## Selected text
----------

For Omakwu Madaki, a commercial farmer in Umogidi village of Adoka district in Otukpo LGA, his farming activities on a 600 hectares expanse of land came to a standstill since the past one year following attacks by armed herders.

Madaki said, “I cultivate rice and cassava on a large scale because the land is quite vast but ever since the insurgency began in our area, in April last year, when they (herders) came and killed about 50 in one day, our people deserted the area.

“We lost a whole lot of cassava because we couldn’t harvest at the time,” he stressed.

Daily Trust reports that insurgency has also thrown many farmers away from their farms in Yobe State.

Similarly, the decision of the  authorities to stop the supply of fertilisers, to curtail the production of Improvised Explosive Devices (IEDs) by terrorists, had also affected crop production in the state.

Bukar Adamu, a farmer in Goniri town, Gujba LGA, said many farmers in the area were affected.

Abubakar Bulama, a sesame farmer in Geidam LGA of the state, told Daily Trust that urea fertiliser was very important in farming activities; adding that banning it by the security agencies has affected rice yields.

However, Abdulrahman Ali Musa, an agronomist, said smallholder farmers also bear the brunt of insecurity, stressing that the issue of big-time farmers is not an exclusive challenge.

He said while some large-scale farmers could afford to hire security personnel to safeguard their farms, smallholders lacked such resources.

----------

## Supplied entries
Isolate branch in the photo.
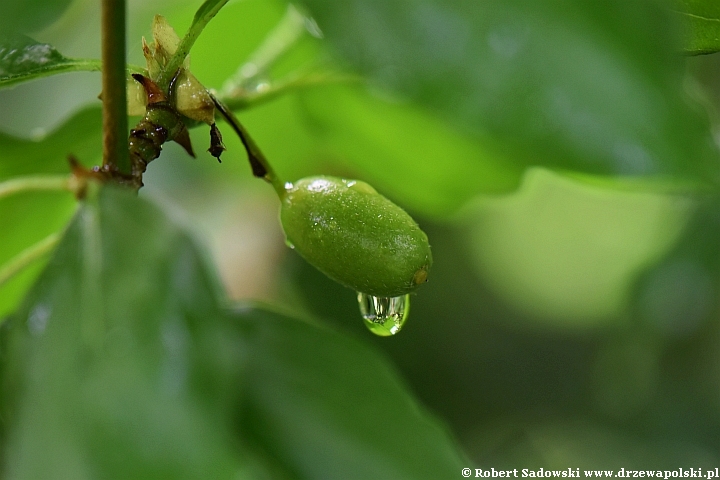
[102,0,130,175]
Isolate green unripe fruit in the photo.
[280,176,432,297]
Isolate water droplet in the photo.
[358,292,410,337]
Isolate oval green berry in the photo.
[280,176,432,297]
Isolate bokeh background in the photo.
[0,0,720,469]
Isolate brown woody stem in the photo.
[102,0,130,175]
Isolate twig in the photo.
[102,0,130,175]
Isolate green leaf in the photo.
[676,0,720,55]
[302,87,522,218]
[238,311,470,480]
[0,0,71,37]
[306,0,720,183]
[157,0,228,88]
[0,108,102,318]
[4,189,264,478]
[0,34,102,88]
[459,168,697,328]
[3,188,464,479]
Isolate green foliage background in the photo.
[0,0,720,479]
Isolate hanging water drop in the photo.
[358,292,410,337]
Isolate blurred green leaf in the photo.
[676,0,720,55]
[0,108,102,318]
[0,107,102,180]
[303,87,522,217]
[0,34,101,88]
[459,168,696,327]
[0,0,72,37]
[305,0,719,183]
[231,311,468,479]
[3,188,463,479]
[5,190,249,478]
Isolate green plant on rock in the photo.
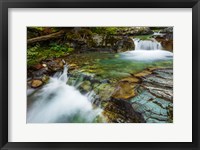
[27,44,40,66]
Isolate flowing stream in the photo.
[122,39,173,62]
[27,66,101,123]
[27,39,173,123]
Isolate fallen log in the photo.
[27,30,65,44]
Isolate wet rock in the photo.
[129,69,173,123]
[113,36,135,52]
[112,77,139,100]
[31,80,43,88]
[42,75,49,83]
[93,83,115,101]
[134,70,151,77]
[68,64,78,70]
[31,68,48,79]
[80,81,92,93]
[103,99,145,123]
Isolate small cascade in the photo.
[121,39,173,62]
[27,66,102,123]
[133,39,162,50]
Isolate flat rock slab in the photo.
[129,69,173,123]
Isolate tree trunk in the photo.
[27,30,65,44]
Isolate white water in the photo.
[121,39,173,62]
[153,31,165,37]
[133,39,162,50]
[27,67,101,123]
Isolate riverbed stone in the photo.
[31,80,43,88]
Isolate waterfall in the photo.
[121,39,173,62]
[133,39,162,50]
[27,66,102,123]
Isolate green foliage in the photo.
[27,43,73,67]
[91,27,117,34]
[50,43,69,52]
[29,27,44,31]
[27,44,40,66]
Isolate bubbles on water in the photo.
[133,38,162,50]
[121,50,173,61]
[27,67,102,123]
[121,39,173,62]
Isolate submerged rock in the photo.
[103,99,145,123]
[129,69,173,123]
[112,77,139,100]
[31,80,43,88]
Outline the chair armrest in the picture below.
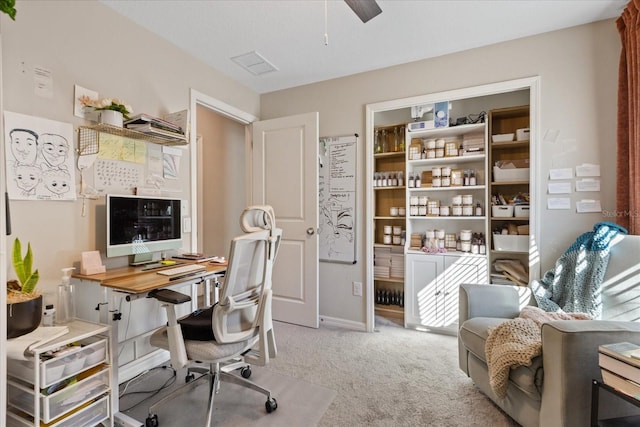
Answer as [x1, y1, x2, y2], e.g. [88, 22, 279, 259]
[540, 320, 640, 427]
[149, 289, 191, 304]
[458, 283, 531, 325]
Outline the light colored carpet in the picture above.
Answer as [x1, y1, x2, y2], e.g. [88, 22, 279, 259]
[120, 366, 336, 427]
[120, 318, 518, 427]
[269, 318, 518, 427]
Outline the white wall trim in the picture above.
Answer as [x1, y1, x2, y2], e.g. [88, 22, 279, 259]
[320, 316, 367, 332]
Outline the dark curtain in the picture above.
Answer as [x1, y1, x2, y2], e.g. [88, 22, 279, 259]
[616, 0, 640, 234]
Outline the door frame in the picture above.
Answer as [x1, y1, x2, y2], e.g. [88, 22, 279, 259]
[189, 88, 259, 252]
[365, 76, 541, 332]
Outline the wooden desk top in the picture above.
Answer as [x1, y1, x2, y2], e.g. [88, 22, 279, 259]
[72, 263, 227, 294]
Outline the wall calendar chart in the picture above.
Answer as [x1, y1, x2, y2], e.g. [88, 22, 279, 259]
[318, 134, 358, 264]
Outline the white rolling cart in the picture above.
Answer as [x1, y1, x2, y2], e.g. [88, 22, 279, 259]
[6, 319, 116, 427]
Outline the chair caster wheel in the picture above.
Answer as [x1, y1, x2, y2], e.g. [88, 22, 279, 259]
[264, 397, 278, 414]
[240, 366, 251, 378]
[144, 414, 160, 427]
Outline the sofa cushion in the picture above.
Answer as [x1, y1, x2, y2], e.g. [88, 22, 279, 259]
[459, 317, 543, 401]
[459, 317, 504, 363]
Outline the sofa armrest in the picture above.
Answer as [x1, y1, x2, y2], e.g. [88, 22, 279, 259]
[540, 320, 640, 427]
[458, 283, 531, 325]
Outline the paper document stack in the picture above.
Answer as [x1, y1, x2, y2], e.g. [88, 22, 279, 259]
[124, 110, 188, 143]
[598, 342, 640, 399]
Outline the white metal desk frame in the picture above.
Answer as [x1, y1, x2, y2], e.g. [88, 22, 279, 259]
[86, 271, 225, 426]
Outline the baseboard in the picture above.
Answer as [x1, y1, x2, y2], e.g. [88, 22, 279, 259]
[113, 412, 145, 427]
[118, 349, 170, 384]
[320, 316, 367, 332]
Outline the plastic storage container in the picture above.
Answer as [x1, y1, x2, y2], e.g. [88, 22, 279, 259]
[7, 369, 109, 423]
[491, 205, 513, 218]
[7, 396, 109, 427]
[513, 205, 529, 218]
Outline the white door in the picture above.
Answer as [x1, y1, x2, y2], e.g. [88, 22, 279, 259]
[251, 113, 319, 328]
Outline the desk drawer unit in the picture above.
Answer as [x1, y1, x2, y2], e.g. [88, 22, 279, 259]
[7, 396, 109, 427]
[7, 367, 109, 423]
[7, 337, 107, 388]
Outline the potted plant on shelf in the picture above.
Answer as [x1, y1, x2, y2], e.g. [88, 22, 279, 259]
[7, 238, 42, 338]
[78, 96, 133, 127]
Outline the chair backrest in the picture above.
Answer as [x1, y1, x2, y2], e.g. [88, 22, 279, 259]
[212, 206, 282, 344]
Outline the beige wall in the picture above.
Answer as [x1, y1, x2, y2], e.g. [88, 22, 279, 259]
[196, 105, 247, 256]
[261, 20, 620, 322]
[0, 0, 620, 328]
[0, 0, 260, 304]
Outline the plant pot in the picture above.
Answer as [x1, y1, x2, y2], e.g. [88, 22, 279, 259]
[98, 110, 124, 128]
[7, 295, 42, 338]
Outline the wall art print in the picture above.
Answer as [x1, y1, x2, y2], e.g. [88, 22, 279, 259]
[4, 111, 76, 200]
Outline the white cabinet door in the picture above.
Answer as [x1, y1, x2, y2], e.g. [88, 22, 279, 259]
[440, 255, 487, 327]
[404, 254, 444, 326]
[405, 254, 487, 329]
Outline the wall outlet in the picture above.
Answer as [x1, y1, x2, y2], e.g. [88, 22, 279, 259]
[353, 282, 362, 297]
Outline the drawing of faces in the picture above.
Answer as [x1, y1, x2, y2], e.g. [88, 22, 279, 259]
[42, 169, 71, 197]
[9, 129, 38, 165]
[13, 165, 42, 196]
[38, 133, 69, 167]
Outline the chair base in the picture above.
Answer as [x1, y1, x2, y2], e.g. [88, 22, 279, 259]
[145, 360, 278, 427]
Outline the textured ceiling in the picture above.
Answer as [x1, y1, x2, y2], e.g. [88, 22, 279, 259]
[100, 0, 628, 93]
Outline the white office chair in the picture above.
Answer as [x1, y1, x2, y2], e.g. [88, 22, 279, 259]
[146, 206, 282, 427]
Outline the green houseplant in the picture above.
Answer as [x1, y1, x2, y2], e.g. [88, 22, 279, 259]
[7, 238, 42, 338]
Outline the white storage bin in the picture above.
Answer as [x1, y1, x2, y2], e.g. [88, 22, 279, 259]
[513, 205, 529, 218]
[491, 133, 513, 142]
[516, 128, 529, 141]
[7, 338, 107, 388]
[493, 166, 529, 182]
[492, 234, 529, 252]
[7, 396, 109, 427]
[7, 369, 109, 425]
[491, 205, 513, 218]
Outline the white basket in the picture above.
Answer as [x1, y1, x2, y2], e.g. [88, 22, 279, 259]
[493, 234, 529, 252]
[516, 128, 529, 141]
[493, 166, 529, 182]
[491, 133, 514, 142]
[513, 205, 529, 218]
[491, 205, 513, 218]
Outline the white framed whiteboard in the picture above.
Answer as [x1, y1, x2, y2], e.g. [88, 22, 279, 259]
[318, 134, 358, 264]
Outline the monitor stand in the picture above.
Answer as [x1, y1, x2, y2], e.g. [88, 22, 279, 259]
[129, 252, 156, 267]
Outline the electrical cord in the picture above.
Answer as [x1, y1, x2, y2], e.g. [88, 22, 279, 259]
[120, 366, 177, 412]
[116, 298, 131, 359]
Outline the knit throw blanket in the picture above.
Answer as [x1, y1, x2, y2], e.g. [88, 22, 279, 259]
[485, 306, 591, 399]
[530, 222, 627, 319]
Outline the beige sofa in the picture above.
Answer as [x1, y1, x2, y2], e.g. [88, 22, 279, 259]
[458, 236, 640, 427]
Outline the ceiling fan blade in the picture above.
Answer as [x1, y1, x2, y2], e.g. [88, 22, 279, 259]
[344, 0, 382, 22]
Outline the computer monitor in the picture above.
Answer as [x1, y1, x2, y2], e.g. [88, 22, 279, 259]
[106, 194, 182, 265]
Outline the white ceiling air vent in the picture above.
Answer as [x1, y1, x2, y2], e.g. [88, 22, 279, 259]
[231, 51, 278, 76]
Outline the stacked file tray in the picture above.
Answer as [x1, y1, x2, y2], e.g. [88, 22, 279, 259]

----------

## Exercise objective
Using the report on farming and insecurity, explain in one to three sentences why Abdulrahman Ali Musa says smallholder farmers also bear the brunt of insecurity.

## Answer section
Some large-scale farmers can afford to hire security personnel to safeguard their farms. Smallholders lack the resources to do the same.